* **RECORD SET**:
● ● ● ● ●

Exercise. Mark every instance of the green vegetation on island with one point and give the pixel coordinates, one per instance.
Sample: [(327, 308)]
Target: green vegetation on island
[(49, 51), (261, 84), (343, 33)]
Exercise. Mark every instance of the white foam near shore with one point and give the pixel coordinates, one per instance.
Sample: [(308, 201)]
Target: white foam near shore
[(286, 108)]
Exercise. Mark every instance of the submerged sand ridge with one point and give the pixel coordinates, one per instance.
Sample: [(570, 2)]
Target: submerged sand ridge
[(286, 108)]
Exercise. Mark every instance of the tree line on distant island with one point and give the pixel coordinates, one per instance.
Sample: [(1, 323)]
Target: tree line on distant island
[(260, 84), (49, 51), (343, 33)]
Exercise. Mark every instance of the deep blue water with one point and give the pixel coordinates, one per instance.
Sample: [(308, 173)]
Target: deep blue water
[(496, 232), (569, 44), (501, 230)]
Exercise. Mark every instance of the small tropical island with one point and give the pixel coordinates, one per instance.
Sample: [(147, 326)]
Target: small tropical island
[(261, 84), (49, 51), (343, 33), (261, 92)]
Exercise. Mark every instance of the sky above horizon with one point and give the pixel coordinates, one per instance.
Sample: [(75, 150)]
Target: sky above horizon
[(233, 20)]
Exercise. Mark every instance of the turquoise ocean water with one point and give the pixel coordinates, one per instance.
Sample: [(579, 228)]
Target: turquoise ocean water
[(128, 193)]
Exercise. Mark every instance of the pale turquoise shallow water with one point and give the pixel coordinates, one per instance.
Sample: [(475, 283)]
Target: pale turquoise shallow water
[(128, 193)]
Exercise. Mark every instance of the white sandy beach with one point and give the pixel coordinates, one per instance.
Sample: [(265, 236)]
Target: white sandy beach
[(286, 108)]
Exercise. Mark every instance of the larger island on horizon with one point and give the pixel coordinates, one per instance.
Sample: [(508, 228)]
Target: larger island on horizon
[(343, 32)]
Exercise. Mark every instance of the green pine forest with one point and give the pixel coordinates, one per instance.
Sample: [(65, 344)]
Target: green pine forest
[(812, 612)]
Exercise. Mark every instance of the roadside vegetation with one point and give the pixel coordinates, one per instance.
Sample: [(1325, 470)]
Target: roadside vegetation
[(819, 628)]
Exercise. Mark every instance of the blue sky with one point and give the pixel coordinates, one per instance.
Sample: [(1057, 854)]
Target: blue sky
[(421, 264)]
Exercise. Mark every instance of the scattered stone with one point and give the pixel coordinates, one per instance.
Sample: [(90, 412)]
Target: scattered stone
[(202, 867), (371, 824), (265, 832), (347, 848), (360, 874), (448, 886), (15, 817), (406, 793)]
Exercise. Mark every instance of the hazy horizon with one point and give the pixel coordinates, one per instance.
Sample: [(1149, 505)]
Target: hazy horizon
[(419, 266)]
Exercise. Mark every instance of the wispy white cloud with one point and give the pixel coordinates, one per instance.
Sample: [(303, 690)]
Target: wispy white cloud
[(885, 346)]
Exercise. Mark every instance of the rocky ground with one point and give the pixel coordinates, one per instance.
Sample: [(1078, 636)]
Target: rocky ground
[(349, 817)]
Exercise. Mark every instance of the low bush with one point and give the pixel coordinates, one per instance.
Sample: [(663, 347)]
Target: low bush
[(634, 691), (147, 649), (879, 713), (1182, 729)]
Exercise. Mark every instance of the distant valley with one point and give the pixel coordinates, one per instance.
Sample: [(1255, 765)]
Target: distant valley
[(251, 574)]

● ● ● ● ●

Exactly the lines from the one with "Exercise. Mark every instance of the wispy" through the end of the entries, both included, should be written out, and no others.

Exercise. Mark every instance of the wispy white cloud with one point and give the pixel coordinates, one per instance.
Sample: [(303, 690)]
Target: wispy white cloud
[(885, 346)]
Exercise. Mark every instance of the rocky ground with one point and give the pixel coordinates, one per instance.
Sample: [(1078, 636)]
Target: rocky ground
[(349, 817)]
Exercise. Mark every instance of the low bush with one point and give the pixel coordinates, one per instance.
Sample: [(663, 347)]
Target: low bush
[(634, 691), (147, 649), (879, 713), (1182, 729)]
Exercise. Mark every instance of the distant valley with one point and give the pixel coordinates, one per instance.
Sample: [(1255, 765)]
Target: distant valley
[(251, 574)]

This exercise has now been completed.